**What to work on**
Give every entry again, word for word.
====== Data supplied
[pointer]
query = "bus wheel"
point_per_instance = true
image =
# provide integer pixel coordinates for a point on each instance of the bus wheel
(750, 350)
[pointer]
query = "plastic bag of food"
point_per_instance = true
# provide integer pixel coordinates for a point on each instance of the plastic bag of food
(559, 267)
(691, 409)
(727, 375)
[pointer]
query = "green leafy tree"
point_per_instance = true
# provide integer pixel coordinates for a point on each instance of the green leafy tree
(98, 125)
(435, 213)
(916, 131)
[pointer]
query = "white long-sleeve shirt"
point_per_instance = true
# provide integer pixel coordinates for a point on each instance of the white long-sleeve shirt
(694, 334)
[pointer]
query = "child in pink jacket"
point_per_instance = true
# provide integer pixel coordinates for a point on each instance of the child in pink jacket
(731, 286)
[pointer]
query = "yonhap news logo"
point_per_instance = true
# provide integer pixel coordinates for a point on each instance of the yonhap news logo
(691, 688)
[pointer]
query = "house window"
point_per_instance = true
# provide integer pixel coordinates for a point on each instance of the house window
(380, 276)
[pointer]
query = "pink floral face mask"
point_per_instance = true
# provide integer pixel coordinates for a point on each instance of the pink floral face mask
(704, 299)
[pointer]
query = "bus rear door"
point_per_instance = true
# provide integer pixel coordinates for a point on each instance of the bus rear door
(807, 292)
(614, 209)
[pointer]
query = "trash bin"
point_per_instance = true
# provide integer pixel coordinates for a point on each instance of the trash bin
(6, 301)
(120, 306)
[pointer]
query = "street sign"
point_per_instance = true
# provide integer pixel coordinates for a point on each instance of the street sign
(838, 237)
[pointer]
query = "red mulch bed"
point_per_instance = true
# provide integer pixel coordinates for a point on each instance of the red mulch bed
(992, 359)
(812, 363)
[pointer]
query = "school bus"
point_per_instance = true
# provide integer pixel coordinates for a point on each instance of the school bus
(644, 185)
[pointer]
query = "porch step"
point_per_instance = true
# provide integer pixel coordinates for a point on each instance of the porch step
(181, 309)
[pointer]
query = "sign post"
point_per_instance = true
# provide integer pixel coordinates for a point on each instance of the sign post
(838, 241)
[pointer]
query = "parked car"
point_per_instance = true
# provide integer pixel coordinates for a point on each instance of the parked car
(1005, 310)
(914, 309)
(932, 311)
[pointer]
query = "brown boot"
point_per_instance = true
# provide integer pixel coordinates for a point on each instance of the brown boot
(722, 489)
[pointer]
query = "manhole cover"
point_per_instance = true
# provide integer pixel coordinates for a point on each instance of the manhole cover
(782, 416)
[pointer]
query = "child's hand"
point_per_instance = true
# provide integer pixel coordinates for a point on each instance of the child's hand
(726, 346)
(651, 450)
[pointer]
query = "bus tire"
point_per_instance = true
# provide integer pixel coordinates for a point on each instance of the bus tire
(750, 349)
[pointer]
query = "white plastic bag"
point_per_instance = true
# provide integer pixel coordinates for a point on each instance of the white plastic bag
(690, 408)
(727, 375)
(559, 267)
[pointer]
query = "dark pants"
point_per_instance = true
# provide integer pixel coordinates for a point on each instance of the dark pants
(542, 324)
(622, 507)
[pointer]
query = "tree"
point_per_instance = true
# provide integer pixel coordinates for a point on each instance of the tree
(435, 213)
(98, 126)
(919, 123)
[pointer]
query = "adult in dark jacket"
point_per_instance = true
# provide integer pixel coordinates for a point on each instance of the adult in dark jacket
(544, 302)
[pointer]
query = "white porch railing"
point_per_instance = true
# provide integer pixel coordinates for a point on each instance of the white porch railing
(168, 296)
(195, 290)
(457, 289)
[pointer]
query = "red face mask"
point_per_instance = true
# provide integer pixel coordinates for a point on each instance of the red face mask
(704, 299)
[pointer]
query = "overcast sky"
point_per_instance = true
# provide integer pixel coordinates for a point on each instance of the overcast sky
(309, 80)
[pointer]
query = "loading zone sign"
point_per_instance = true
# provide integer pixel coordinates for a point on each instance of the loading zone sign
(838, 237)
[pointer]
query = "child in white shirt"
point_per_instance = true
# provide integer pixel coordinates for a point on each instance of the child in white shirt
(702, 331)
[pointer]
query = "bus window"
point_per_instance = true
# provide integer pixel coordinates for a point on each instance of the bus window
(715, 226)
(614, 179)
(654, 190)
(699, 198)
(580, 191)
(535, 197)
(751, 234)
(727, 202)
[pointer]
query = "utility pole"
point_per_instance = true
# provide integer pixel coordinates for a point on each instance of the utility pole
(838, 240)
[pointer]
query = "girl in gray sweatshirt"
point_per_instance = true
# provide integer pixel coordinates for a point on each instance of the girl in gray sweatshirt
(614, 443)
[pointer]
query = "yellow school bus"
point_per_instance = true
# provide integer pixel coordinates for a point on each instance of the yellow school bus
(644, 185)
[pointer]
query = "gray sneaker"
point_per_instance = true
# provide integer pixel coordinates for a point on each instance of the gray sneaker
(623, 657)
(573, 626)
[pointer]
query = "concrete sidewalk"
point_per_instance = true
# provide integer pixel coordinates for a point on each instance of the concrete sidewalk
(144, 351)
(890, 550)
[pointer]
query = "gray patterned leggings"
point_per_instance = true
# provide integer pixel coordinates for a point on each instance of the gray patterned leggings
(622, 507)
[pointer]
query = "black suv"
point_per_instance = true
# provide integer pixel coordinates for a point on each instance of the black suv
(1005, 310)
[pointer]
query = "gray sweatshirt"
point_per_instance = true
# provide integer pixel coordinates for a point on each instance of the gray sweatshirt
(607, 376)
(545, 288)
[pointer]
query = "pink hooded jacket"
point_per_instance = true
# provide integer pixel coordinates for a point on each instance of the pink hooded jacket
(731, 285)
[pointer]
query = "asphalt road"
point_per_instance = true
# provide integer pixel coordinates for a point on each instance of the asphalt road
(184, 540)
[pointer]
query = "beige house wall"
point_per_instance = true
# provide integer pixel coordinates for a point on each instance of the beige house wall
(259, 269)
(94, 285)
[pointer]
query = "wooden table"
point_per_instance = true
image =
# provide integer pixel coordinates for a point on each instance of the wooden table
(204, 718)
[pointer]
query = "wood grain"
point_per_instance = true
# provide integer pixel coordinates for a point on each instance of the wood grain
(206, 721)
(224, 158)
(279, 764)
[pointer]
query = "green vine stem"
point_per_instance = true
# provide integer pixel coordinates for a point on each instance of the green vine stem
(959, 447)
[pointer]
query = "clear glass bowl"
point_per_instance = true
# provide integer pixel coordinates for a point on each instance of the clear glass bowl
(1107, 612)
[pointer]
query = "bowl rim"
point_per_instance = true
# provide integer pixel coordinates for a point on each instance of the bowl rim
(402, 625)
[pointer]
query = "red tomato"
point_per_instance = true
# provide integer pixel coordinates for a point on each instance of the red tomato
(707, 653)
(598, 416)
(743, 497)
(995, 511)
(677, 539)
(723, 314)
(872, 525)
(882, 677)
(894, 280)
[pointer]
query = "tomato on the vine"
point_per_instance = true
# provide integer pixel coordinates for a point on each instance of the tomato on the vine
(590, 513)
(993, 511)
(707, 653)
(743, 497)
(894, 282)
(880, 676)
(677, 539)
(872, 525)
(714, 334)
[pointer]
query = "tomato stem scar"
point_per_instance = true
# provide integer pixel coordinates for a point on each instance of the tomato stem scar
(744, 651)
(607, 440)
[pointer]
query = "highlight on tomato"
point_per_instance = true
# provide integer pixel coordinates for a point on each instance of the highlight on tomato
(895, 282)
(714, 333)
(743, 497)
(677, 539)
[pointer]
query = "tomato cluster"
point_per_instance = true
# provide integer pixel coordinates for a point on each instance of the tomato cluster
============
**Answer to the task**
[pointer]
query = "bus wheel"
point_per_instance = true
image =
# provide integer pixel coordinates for a point on each instance of the bus wheel
(750, 350)
[pointer]
query = "plastic bag of food"
point_per_instance = true
# provide integer pixel coordinates for a point on each instance of the plastic bag of food
(559, 267)
(691, 409)
(727, 375)
[pointer]
query = "green leafy tree"
point_per_instance = true
# provide integer pixel coordinates for a point on each instance of the green leafy tree
(98, 125)
(435, 213)
(916, 131)
[pointer]
query = "white long-sleeve shirt"
point_per_instance = true
# provide integer pixel coordinates for a point on each instance of the white long-sleeve shirt
(694, 334)
[pointer]
query = "child in pink jacket"
point_per_instance = true
# provide integer pixel coordinates for a point on each instance of the child in pink jacket
(731, 286)
[pointer]
query = "yonhap news logo"
point_per_instance = true
# provide integer pixel coordinates for a point on each instance of the yonhap news logo
(691, 688)
[pointer]
query = "house window"
point_per_instance = true
# provide integer pixel coordinates for a point on each instance of the house window
(380, 276)
[pointer]
query = "pink floral face mask"
point_per_instance = true
# provide integer pixel coordinates for a point on each instance of the pink floral face mask
(704, 299)
[pointer]
query = "bus rear door"
point_per_instance = true
# provide integer pixel coordinates for a point on each instance of the bus rear door
(807, 292)
(614, 209)
[pointer]
query = "trash bin"
point_per_instance = true
# provide integer pixel coordinates for a point on each instance of the trash bin
(6, 301)
(120, 306)
[pointer]
query = "street sign"
point_per_instance = true
# provide integer pixel coordinates for a point on each instance of the street sign
(838, 237)
[pointer]
query = "red mulch bed"
point_per_instance = true
# provide integer pixel coordinates for a point on each instance of the red mulch bed
(992, 359)
(812, 363)
[pointer]
query = "school bus"
point_per_instance = true
# provide integer pixel coordinates for a point on each instance of the school bus
(644, 185)
[pointer]
query = "porch step"
point_per_instance = true
# provide integer pixel coordinates for a point on each instance of the porch step
(181, 309)
[pointer]
query = "sign post"
point_per_instance = true
# provide integer pixel coordinates for a point on each instance of the sign post
(838, 241)
[pointer]
query = "parked car"
point_per_instance = true
# provide integer pixel coordinates for a point on each instance of the parked car
(1005, 310)
(914, 309)
(932, 311)
[pointer]
query = "brown boot"
point_per_instance = true
# provide integer pixel coordinates for a point on each instance of the brown boot
(722, 489)
[pointer]
query = "manhole cover"
point_per_instance = true
# provide integer pixel coordinates for a point on each instance of the manhole cover
(782, 416)
[pointer]
query = "child's hand"
point_per_instance = true
# provide integer pixel coordinates for a point on each instance of the child's hand
(726, 346)
(651, 450)
[pointer]
query = "bus tire"
point_per_instance = true
# provide integer pixel coordinates for a point on each instance of the bus tire
(750, 349)
[pointer]
query = "white plastic bag"
point_per_instance = true
# provide integer pixel coordinates for a point on each instance of the white plastic bag
(690, 408)
(727, 375)
(559, 267)
[pointer]
query = "dark pants"
point_per_instance = true
# provide integer pixel coordinates for a point on each instance of the dark pants
(542, 324)
(622, 507)
[pointer]
query = "tree"
point_per_instance = true
# provide integer pixel coordinates for a point on each instance of the tree
(435, 213)
(98, 126)
(919, 123)
[pointer]
query = "adult in dark jacket"
point_per_instance = true
# provide integer pixel coordinates for a point on each instance of the adult in dark jacket
(544, 302)
[pointer]
query = "white porch railing"
point_per_instance = true
# provide integer pixel coordinates for a point on each instance of the white porch railing
(168, 296)
(195, 290)
(457, 289)
[pointer]
query = "red face mask"
point_per_instance = true
# provide integer pixel coordinates for a point on each instance of the red face mask
(704, 299)
[pointer]
query = "overcast sky"
point_per_instance = true
# provide integer pixel coordinates for a point on each instance of the overcast sky
(309, 80)
[pointer]
query = "loading zone sign"
point_per_instance = true
# provide integer pixel coordinates for a point on each instance of the loading zone sign
(838, 237)
[pointer]
query = "child in white shirt"
point_per_instance = true
# provide integer pixel coordinates for a point on each instance of the child in white shirt
(702, 331)
[pointer]
query = "bus window"
point_per_instance = true
# provide integer pixel coordinates for a point on each instance of the bus window
(715, 226)
(614, 179)
(654, 190)
(699, 198)
(580, 191)
(535, 197)
(751, 234)
(727, 202)
[pointer]
query = "utility pole"
point_per_instance = true
# provide integer pixel coordinates for a point on each instance of the utility pole
(838, 240)
[pointer]
query = "girl in gray sweatshirt"
point_per_instance = true
# provide integer pixel coordinates for a point on each instance of the girl in gray sweatshirt
(614, 443)
[pointer]
query = "yellow school bus"
point_per_instance = true
# provide integer pixel coordinates for a point on each instance of the yellow school bus
(644, 185)
[pointer]
query = "gray sneaker"
point_per_instance = true
# provide integer pixel coordinates for a point on each instance of the gray sneaker
(623, 657)
(573, 626)
[pointer]
query = "concrete sidewalk"
point_per_instance = true
# provide integer pixel coordinates for a point on each instance of the concrete sidewalk
(144, 351)
(890, 550)
[pointer]
query = "gray patterned leggings"
point_per_instance = true
# provide integer pixel coordinates for a point on each instance of the gray patterned leggings
(622, 507)
[pointer]
query = "black suv"
point_per_instance = true
# provide integer pixel coordinates for a point on each instance of the black suv
(1005, 310)
[pointer]
query = "gray sweatshirt"
point_per_instance = true
# provide integer pixel coordinates for a point on each instance of the gray sweatshirt
(607, 376)
(545, 288)
[pointer]
query = "pink hooded jacket"
point_per_instance = true
# provide integer pixel coordinates for a point on each instance of the pink hooded jacket
(731, 285)
[pointer]
query = "asphalt road"
point_per_instance = true
# provide integer pixel coordinates for a point on each instance of the asphalt road
(184, 540)
[pointer]
query = "beige house wall"
point_per_instance = true
# provide integer pixel coordinates for a point on each instance of the beige house wall
(259, 269)
(94, 285)
[pointer]
query = "wooden table"
point_per_instance = true
image =
# provide integer pixel coordinates for a point on each instance of the wooden table
(204, 718)
[pointer]
query = "wood grain"
point_per_instance = true
# provide integer pixel coordinates for a point on each instance of the wood grain
(206, 721)
(224, 158)
(279, 764)
[pointer]
query = "green vine stem"
point_per_instance = true
# provide integer pixel coordinates for a point on each instance of the green vine stem
(959, 447)
[pointer]
query = "clear glass bowl"
point_per_instance = true
# provide integer pixel coordinates for a point on each instance of the clear glass bowl
(1107, 612)
[pointer]
query = "bowl rim"
point_per_instance = true
# provide integer pixel coordinates for a point on each instance of the bowl rim
(402, 625)
[pointer]
query = "red tomato"
point_per_instance = true
# provide integer pixel coordinates for a point on each instance of the red tomato
(707, 653)
(598, 416)
(743, 497)
(995, 511)
(677, 539)
(723, 314)
(872, 525)
(882, 677)
(894, 280)
[pointer]
query = "tomato on the vine"
point_per_instance = true
# provide integer pixel coordinates for a point on each instance of the tomato on the vine
(590, 513)
(993, 511)
(707, 653)
(743, 497)
(894, 282)
(880, 676)
(677, 539)
(872, 525)
(714, 334)
[pointer]
query = "tomato stem scar"
point_per_instance = true
# provide integer pixel coordinates for a point on each instance of the tomato stem scar
(744, 651)
(607, 440)
[pointer]
query = "highlight on tomato"
point_per_instance = true
# provide integer pixel coordinates for a point on each instance of the highlight on tomato
(895, 282)
(714, 333)
(743, 497)
(677, 539)
[pointer]
query = "tomato cluster"
point_per_instance = true
# provide integer pixel coordinates for a point on each instance of the tomato cluster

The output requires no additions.